▶ [Input]:

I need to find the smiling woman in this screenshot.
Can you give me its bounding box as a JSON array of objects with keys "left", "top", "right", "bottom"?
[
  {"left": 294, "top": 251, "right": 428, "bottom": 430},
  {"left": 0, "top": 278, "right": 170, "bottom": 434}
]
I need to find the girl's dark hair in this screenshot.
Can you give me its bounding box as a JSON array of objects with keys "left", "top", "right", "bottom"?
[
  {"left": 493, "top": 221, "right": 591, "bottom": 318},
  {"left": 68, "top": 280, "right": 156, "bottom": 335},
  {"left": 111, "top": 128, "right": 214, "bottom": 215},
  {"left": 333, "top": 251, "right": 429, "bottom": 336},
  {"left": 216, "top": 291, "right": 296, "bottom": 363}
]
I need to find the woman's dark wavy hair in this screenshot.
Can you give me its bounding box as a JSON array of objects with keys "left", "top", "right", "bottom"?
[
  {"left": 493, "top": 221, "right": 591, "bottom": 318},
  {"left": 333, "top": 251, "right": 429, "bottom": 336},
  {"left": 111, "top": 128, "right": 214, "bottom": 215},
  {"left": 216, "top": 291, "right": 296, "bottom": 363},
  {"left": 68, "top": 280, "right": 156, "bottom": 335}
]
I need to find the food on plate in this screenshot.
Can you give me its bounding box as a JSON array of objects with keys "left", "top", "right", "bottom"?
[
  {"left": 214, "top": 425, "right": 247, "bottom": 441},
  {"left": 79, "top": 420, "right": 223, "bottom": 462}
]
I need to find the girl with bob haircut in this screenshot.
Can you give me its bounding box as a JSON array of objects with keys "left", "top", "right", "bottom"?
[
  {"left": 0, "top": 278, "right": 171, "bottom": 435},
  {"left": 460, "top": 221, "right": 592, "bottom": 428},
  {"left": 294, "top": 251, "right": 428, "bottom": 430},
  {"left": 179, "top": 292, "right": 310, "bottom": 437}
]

▶ [Set problem]: Rewrite every line of the material above as a numbered list, leaving out any blank lines.

▶ [Expected answer]:
1. I need to find the smiling woman in this screenshot.
2. Can you give me its bounding box as a JSON array of objects with keys "left", "top", "right", "bottom"?
3. [
4.   {"left": 294, "top": 251, "right": 428, "bottom": 430},
5.   {"left": 0, "top": 278, "right": 170, "bottom": 434}
6. ]
7. I need to find the girl's dark hair in this screenshot.
8. Can you give me its bounding box as a JSON array of objects with keys "left", "top", "right", "bottom"?
9. [
10.   {"left": 493, "top": 221, "right": 591, "bottom": 318},
11.   {"left": 68, "top": 280, "right": 156, "bottom": 335},
12.   {"left": 111, "top": 128, "right": 214, "bottom": 215},
13.   {"left": 333, "top": 251, "right": 429, "bottom": 336},
14.   {"left": 216, "top": 291, "right": 296, "bottom": 363}
15. ]
16. I need to find the woman's dark wavy hair in this screenshot.
17. Can you give me its bounding box as a JSON array of objects with keys "left", "top", "right", "bottom"?
18. [
19.   {"left": 493, "top": 221, "right": 591, "bottom": 318},
20.   {"left": 333, "top": 251, "right": 429, "bottom": 336},
21.   {"left": 111, "top": 128, "right": 214, "bottom": 215},
22.   {"left": 216, "top": 291, "right": 296, "bottom": 363},
23.   {"left": 68, "top": 280, "right": 156, "bottom": 335}
24. ]
25. I need to find the food on plate in this screenshot.
26. Can you give me its bounding box as a JSON array of objects with keys "left", "top", "right", "bottom"?
27. [
28.   {"left": 214, "top": 425, "right": 247, "bottom": 441},
29.   {"left": 79, "top": 420, "right": 223, "bottom": 462}
30. ]
31. I need to find the girl with bob haircut in this screenshot.
32. Can you give me its bounding box as a JSON array of objects with keys "left", "top", "right", "bottom"?
33. [
34.   {"left": 0, "top": 278, "right": 171, "bottom": 435},
35.   {"left": 460, "top": 221, "right": 592, "bottom": 428},
36.   {"left": 294, "top": 251, "right": 428, "bottom": 430},
37.   {"left": 179, "top": 292, "right": 310, "bottom": 437}
38. ]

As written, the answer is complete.